### DATA SHOWN ###

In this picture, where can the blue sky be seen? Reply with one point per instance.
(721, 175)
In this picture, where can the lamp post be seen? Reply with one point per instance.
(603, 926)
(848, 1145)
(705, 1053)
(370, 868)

###

DESCRIPTION OF THE TASK: Turn each line of the material above into an item of a numbered list, leaving out any blank lines.

EXPECTED OUTPUT:
1. In this picture, where can the blue sky be seen? Reply with one point per instance.
2. (721, 175)
3. In this picture, where can the lamp post be seen? Reply with one point per instance.
4. (603, 926)
5. (848, 1145)
6. (705, 1053)
7. (370, 868)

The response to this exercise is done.